WHAT TO PRODUCE: Pick every line out of the entries below that has the string "cliff", and copy it.

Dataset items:
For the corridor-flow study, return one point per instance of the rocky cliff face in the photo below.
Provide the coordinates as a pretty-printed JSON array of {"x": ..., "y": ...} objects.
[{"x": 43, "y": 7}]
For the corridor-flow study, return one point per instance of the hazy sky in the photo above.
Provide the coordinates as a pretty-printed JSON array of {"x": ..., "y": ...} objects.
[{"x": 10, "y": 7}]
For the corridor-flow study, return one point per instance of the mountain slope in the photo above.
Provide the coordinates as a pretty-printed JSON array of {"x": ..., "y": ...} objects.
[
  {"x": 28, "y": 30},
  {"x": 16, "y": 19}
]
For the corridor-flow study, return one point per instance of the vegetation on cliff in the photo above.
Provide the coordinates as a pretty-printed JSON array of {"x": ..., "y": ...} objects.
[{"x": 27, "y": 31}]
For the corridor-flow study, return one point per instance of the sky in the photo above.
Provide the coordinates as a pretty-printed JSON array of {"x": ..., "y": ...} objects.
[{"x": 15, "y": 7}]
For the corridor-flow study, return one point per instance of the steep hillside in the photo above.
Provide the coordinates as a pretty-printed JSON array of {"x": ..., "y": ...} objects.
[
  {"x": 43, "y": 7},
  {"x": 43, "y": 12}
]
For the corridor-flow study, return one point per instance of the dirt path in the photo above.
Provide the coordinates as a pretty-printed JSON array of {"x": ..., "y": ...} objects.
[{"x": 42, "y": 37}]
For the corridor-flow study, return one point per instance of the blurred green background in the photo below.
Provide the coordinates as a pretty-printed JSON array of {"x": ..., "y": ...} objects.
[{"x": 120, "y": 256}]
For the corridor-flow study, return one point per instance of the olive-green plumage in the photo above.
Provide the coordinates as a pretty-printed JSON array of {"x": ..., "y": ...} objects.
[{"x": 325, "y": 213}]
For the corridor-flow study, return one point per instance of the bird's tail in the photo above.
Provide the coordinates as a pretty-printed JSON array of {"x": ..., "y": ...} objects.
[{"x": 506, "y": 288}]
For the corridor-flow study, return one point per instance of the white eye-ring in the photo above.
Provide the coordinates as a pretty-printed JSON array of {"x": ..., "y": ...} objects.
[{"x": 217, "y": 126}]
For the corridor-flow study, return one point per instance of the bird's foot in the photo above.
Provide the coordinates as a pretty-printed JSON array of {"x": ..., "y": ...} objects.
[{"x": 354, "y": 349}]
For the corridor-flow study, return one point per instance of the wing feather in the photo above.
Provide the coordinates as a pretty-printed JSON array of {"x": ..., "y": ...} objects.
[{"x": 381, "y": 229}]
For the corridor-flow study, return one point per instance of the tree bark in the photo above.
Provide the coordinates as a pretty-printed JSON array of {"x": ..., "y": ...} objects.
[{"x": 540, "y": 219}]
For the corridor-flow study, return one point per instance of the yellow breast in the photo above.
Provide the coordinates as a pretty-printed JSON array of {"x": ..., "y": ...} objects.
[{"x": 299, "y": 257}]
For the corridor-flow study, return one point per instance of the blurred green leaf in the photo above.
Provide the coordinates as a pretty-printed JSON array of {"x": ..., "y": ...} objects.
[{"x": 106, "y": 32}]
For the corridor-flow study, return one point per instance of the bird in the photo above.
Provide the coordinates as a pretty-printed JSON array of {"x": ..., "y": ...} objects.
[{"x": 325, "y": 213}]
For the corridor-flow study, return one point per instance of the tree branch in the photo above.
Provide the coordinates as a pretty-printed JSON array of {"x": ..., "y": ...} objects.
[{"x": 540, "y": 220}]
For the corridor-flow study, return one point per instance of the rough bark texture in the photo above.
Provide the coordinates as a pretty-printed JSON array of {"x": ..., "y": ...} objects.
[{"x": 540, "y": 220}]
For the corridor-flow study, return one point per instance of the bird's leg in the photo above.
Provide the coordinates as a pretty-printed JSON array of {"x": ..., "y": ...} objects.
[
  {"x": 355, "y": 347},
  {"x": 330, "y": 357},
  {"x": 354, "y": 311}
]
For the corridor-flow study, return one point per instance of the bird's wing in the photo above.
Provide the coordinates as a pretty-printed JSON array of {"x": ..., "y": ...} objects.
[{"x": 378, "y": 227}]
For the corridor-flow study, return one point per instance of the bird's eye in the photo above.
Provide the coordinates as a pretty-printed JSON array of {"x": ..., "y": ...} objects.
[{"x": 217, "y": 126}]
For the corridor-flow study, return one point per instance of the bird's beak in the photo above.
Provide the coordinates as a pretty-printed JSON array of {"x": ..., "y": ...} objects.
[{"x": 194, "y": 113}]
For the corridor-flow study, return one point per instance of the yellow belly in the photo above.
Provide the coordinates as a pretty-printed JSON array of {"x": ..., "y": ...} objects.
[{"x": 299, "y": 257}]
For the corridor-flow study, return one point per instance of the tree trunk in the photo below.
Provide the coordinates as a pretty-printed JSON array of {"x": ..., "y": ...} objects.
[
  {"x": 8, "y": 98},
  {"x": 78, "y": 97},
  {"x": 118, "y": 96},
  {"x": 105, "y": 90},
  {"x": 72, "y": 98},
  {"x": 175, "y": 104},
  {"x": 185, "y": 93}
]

ANSWER BELOW:
For the corridor-flow study, return one point per instance of the rocky cliff face in the photo below.
For the corridor-flow study, return one point per instance of the vegetation on cliff in the photo above.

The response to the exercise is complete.